SHORT EXERCISE A - In the excerpt on emotion label distributions, which two emotions does the Twitter data lean most heavily toward?

PAGE EXCERPT -
◆ ◆ ◆
We plotted the Twitter emotions by labels which are the format of the original dataset. The data is most skewed towards sadness and joy, with the other emotions being much less represented.

Reddit

We plotted both the Reddit emotions by original labels, Ekman labels, and our adjusted Twitter-labels. The Reddit data is most skewed towards “neutral” comments. We initially believed this to be the case because many Reddit comments are simply explanatory and cannot be assigned a particular emotion.

Upon converting the emotions to their Ekman mapping, it becomes clear that there are overall more “joy” labels than neutral.

We have also plotted the updated counts excluding any Reddit comments that originally contained a “neutral label.” This change slightly affects the distribution of other labels, since some comments contained “neutral” with some other label.

Finally, converting the labels from Ekman to Twitter-dataset labels evened out the distribution, which should make our analysis more effective, as a result of splitting the “joy” labels into “joy” and “love.”
◆ ◆ ◆
SHORT EXERCISE B - Gather every line of the entries that contains the string "wall", treating uppercase and lowercase as different.

SUPPLIED RECORDS -
◆ ◆ ◆
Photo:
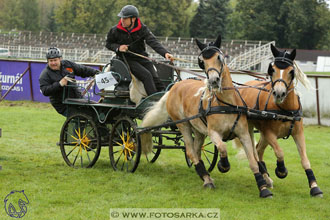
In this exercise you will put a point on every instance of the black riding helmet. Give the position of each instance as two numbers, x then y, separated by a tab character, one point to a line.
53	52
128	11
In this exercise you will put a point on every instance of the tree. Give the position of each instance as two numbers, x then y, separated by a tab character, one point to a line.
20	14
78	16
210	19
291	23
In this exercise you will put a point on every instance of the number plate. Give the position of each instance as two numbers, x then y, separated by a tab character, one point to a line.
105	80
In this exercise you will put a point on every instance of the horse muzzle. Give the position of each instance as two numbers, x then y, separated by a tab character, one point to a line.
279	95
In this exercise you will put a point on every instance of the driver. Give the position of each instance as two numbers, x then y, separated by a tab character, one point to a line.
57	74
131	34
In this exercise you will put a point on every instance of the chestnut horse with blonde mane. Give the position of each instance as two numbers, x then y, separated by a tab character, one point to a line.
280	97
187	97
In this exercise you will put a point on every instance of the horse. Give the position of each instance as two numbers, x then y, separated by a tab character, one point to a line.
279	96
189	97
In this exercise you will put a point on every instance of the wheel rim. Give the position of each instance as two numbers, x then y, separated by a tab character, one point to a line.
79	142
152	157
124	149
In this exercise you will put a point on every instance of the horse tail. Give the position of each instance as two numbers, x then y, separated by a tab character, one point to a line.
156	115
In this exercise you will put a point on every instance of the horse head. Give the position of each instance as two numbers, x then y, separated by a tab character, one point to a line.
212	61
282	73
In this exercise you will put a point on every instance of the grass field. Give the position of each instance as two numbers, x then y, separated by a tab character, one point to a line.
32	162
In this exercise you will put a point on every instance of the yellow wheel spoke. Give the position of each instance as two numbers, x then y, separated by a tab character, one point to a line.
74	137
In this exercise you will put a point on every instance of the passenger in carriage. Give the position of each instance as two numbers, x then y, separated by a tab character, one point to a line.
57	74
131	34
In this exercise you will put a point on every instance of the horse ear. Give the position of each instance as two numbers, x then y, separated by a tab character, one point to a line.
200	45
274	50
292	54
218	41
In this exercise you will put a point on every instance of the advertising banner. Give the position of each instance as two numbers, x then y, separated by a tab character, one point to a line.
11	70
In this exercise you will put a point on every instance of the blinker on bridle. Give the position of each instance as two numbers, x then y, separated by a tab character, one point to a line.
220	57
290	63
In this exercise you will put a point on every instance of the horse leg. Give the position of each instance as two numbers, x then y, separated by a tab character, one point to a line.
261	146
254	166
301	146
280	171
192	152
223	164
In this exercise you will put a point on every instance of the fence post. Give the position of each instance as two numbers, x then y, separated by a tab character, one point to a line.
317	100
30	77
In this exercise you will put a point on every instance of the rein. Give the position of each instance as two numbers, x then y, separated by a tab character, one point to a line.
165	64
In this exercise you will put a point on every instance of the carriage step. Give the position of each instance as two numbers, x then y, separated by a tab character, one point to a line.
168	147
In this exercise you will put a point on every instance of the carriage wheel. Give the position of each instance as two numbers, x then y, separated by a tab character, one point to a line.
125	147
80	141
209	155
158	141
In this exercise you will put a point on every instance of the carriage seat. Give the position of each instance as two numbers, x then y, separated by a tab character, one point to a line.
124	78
◆ ◆ ◆
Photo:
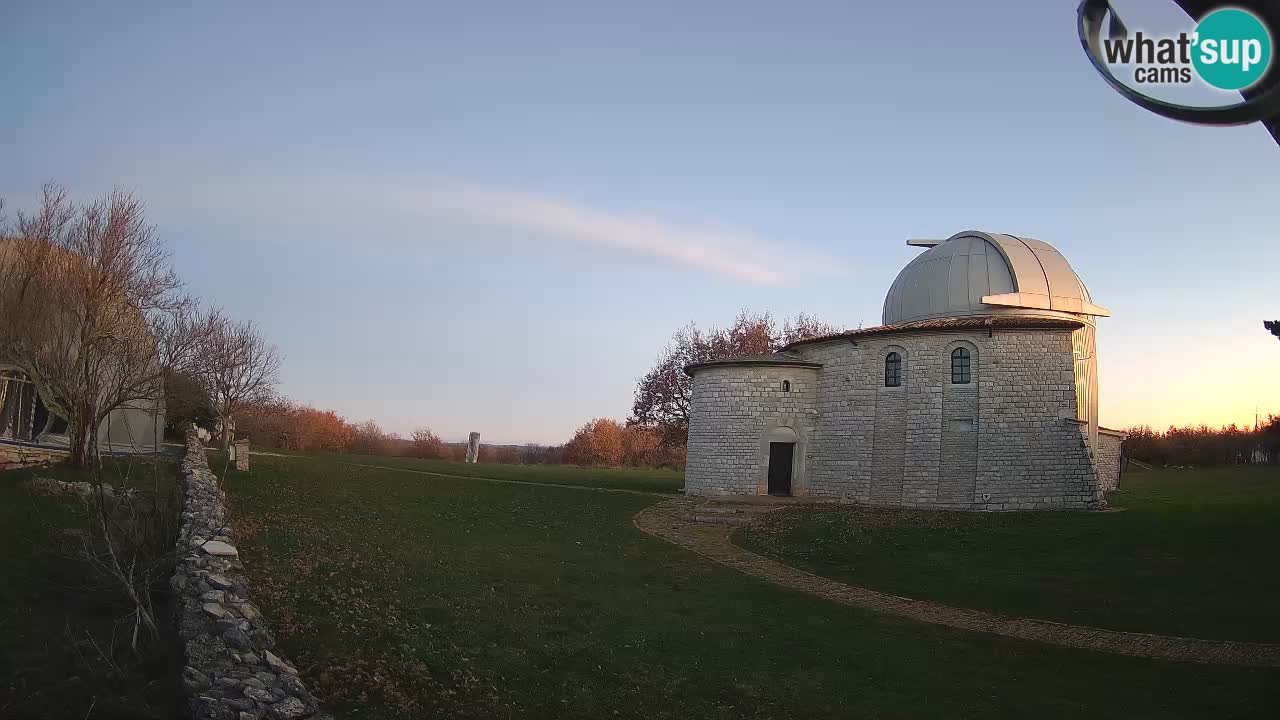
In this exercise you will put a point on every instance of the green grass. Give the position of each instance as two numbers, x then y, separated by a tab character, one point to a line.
◆ ◆ ◆
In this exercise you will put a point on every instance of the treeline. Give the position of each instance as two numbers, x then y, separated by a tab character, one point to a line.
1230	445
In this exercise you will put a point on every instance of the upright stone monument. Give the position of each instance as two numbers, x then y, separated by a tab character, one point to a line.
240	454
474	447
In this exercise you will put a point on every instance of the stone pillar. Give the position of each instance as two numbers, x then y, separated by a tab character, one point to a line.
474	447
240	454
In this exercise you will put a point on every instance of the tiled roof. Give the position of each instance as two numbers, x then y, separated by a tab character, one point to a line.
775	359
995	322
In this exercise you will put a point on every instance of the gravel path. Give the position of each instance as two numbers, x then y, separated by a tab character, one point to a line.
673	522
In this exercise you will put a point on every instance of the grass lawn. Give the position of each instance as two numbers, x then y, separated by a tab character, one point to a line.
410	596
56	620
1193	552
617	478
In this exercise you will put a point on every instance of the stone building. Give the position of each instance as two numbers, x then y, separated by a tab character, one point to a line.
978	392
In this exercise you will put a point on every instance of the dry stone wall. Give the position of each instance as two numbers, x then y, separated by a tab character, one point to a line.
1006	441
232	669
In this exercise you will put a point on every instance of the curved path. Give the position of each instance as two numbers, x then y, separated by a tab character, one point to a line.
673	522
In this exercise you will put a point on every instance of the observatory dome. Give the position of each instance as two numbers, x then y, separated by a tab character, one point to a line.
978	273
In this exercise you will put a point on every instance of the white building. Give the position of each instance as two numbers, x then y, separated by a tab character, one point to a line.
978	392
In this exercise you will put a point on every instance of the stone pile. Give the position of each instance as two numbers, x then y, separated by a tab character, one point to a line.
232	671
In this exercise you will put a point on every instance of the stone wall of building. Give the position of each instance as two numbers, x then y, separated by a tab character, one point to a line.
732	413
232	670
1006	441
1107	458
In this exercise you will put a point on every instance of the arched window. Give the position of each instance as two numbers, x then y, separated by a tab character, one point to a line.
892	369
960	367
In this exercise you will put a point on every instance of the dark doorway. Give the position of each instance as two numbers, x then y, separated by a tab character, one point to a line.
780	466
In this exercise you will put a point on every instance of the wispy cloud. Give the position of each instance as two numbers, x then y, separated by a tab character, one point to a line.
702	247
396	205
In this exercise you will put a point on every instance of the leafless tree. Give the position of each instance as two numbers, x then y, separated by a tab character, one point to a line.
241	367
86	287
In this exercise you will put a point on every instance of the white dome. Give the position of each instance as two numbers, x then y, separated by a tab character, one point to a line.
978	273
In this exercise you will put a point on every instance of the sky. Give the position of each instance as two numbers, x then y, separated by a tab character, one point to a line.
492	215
◆ ◆ ◆
COMPLETE RESPONSE A - Sadness and joy.

COMPLETE RESPONSE B -
In this exercise you will put a point on every instance of the dry stone wall. Give the position of each instance as two numbers, x then y, separated by a tab character, one point to a line.
In this exercise you will put a point on every instance of the stone wall of building. Give the position of each instance as two numbers, x then y, separated by a tab character, one point to a line.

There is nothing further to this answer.